• Exercise aim:
Below is a listing; write it out exactly and drop any images from it.

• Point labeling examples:

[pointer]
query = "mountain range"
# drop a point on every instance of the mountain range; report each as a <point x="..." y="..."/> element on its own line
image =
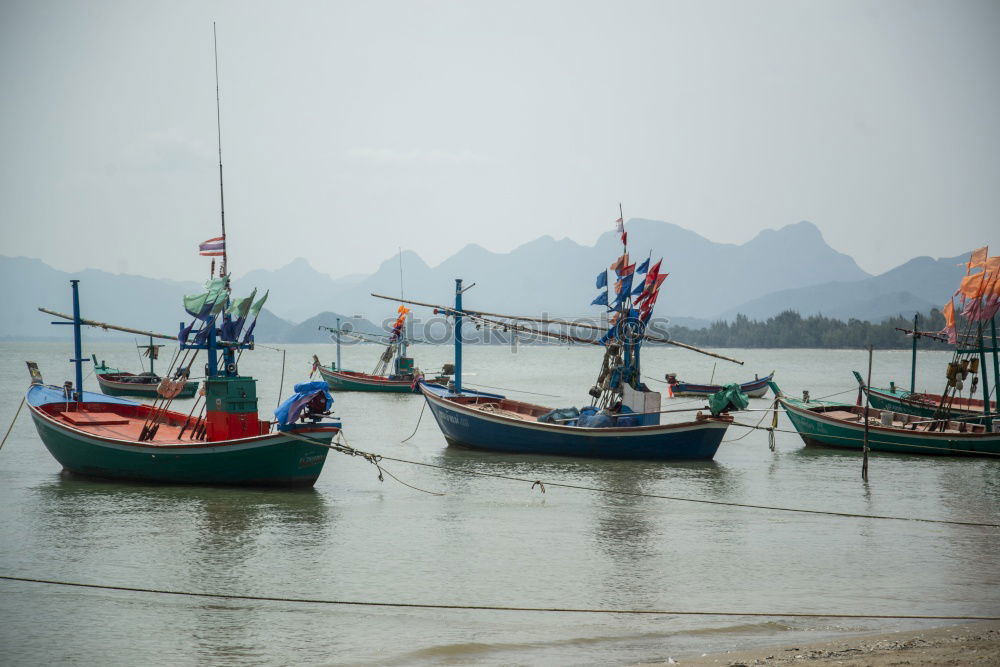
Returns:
<point x="788" y="268"/>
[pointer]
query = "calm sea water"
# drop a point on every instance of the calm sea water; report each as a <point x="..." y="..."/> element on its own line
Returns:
<point x="488" y="541"/>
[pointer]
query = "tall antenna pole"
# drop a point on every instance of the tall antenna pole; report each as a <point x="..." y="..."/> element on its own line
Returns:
<point x="218" y="126"/>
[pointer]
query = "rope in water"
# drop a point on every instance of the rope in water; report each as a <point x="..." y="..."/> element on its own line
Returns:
<point x="376" y="459"/>
<point x="856" y="439"/>
<point x="11" y="427"/>
<point x="490" y="607"/>
<point x="415" y="428"/>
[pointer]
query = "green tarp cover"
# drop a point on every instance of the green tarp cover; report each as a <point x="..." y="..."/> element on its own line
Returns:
<point x="730" y="398"/>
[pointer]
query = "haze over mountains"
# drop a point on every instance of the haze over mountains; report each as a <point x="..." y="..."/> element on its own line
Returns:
<point x="788" y="268"/>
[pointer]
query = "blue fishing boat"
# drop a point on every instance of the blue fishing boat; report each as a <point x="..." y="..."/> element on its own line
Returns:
<point x="623" y="420"/>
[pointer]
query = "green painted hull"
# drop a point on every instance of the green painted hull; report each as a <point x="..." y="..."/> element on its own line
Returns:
<point x="818" y="430"/>
<point x="275" y="459"/>
<point x="897" y="401"/>
<point x="112" y="388"/>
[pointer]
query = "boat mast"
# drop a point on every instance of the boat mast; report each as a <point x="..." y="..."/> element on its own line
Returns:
<point x="218" y="129"/>
<point x="458" y="336"/>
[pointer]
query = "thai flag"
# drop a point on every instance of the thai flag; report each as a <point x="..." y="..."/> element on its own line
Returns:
<point x="213" y="247"/>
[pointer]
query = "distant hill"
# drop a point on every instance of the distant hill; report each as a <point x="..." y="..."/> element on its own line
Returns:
<point x="914" y="287"/>
<point x="791" y="268"/>
<point x="557" y="276"/>
<point x="128" y="300"/>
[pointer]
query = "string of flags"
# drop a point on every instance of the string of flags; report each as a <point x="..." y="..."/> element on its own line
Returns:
<point x="640" y="283"/>
<point x="979" y="292"/>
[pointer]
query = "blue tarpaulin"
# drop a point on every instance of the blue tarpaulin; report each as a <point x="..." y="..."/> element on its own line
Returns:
<point x="292" y="406"/>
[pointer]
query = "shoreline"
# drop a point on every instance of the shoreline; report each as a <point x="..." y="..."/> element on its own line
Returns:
<point x="975" y="643"/>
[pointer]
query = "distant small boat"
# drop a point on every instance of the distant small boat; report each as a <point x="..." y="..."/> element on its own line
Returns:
<point x="116" y="382"/>
<point x="756" y="388"/>
<point x="494" y="423"/>
<point x="922" y="404"/>
<point x="840" y="425"/>
<point x="356" y="381"/>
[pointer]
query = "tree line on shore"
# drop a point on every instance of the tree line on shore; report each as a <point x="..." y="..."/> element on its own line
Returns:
<point x="790" y="329"/>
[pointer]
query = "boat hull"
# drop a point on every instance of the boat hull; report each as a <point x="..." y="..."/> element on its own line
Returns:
<point x="817" y="429"/>
<point x="273" y="459"/>
<point x="147" y="390"/>
<point x="471" y="428"/>
<point x="753" y="389"/>
<point x="917" y="404"/>
<point x="352" y="381"/>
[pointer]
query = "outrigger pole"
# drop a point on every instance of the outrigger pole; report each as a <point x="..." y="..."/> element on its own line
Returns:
<point x="105" y="325"/>
<point x="452" y="311"/>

• Expected answer:
[pointer]
query = "mountain range"
# drop a point on every instance of the mountain range; report each as a <point x="..." y="..."/> element on its own line
image =
Returns:
<point x="788" y="268"/>
[pointer]
query = "calm sea water"
# drop a point on every instance of the calm sea water; report each as a <point x="..." y="..."/> element on its own line
Returns:
<point x="488" y="541"/>
[pointer]
query = "tall antenna pole"
# drop a point on every instance of the tall antenna pole; report each as a <point x="..." y="..."/> element on its own line
Returns:
<point x="218" y="126"/>
[pointer]
query = "rope in water"
# drop a point on every instance of the rope in water; report each as a <point x="..." y="..."/> element on its own line
Returns:
<point x="376" y="459"/>
<point x="856" y="439"/>
<point x="11" y="427"/>
<point x="490" y="607"/>
<point x="415" y="428"/>
[pointer]
query = "green tarp cover"
# drop a point on every instance of the green tarp cover; report each as a <point x="..." y="..."/> element on its own line
Returns:
<point x="730" y="398"/>
[pointer]
query = "haze over mountains"
# drop a point on every instance of the haze over mountains; report each as a <point x="..." y="..."/> element on its own line
Returns:
<point x="788" y="268"/>
[pointer]
query = "blue fishing boat"
# drop a point on every instance of the blue fishing boat; report each as a <point x="..." y="..."/> element on its own line
Returns:
<point x="623" y="420"/>
[pointer]
query = "green painted hull"
# drop a point on every instance of the green painted hull; report each as a <point x="..." y="..."/> element on its own line
Returns:
<point x="818" y="430"/>
<point x="275" y="459"/>
<point x="897" y="401"/>
<point x="112" y="388"/>
[pointer]
query = "boat mast"
# drop a point on every instance of the boat mast; report each as a <point x="..." y="..."/> element on its own line
Returns:
<point x="218" y="129"/>
<point x="458" y="336"/>
[pointer]
query = "thai flag"
# drop a point on every instance of the thai flag; report each as a <point x="..." y="..."/> element on its own line
Returns:
<point x="213" y="247"/>
[pointer]
query = "distant hill"
# drop a point on every instance of the distant hill; report each as a <point x="..." y="..."/> element on its own line
Returns:
<point x="914" y="287"/>
<point x="791" y="268"/>
<point x="557" y="276"/>
<point x="128" y="300"/>
[pointer]
query = "string of flags"
# drop a point on every instance of the string of flags; report each as a <point x="..." y="..."/> element on its own line
Returns:
<point x="640" y="283"/>
<point x="979" y="292"/>
[pointer]
query = "blue tarpaulin"
# drop a point on every instance of the blue tarpaulin; report each as a <point x="..." y="..."/> element on its own line
Returns:
<point x="292" y="406"/>
[pointer]
query = "shoreline"
# drop a point on every instance of the shoreline; report each as a <point x="..." y="..."/> element on its own line
Returns:
<point x="975" y="643"/>
[pointer]
query = "distant small boat"
# drop a point on every instance of the distant small boat; report each as a <point x="..." y="..."/> element on its own line
Returns:
<point x="116" y="382"/>
<point x="756" y="388"/>
<point x="494" y="423"/>
<point x="922" y="404"/>
<point x="840" y="425"/>
<point x="356" y="381"/>
[pointer]
query = "tree line on shore"
# drop a point on every instance of the tree line on shore; report each as a <point x="..." y="..."/> element on its own line
Returns:
<point x="790" y="329"/>
[pointer]
query = "boat hull"
# drop a point on every instance of the boat hull; report each as a <point x="..." y="..."/> element on its own line
Returns:
<point x="817" y="429"/>
<point x="273" y="459"/>
<point x="147" y="390"/>
<point x="471" y="428"/>
<point x="753" y="389"/>
<point x="917" y="404"/>
<point x="352" y="381"/>
[pointer]
query = "outrigger pole"
# drop a point on every instance of the outrigger pole; report each as a <point x="..." y="..."/> element on its own line
Returns:
<point x="105" y="325"/>
<point x="452" y="311"/>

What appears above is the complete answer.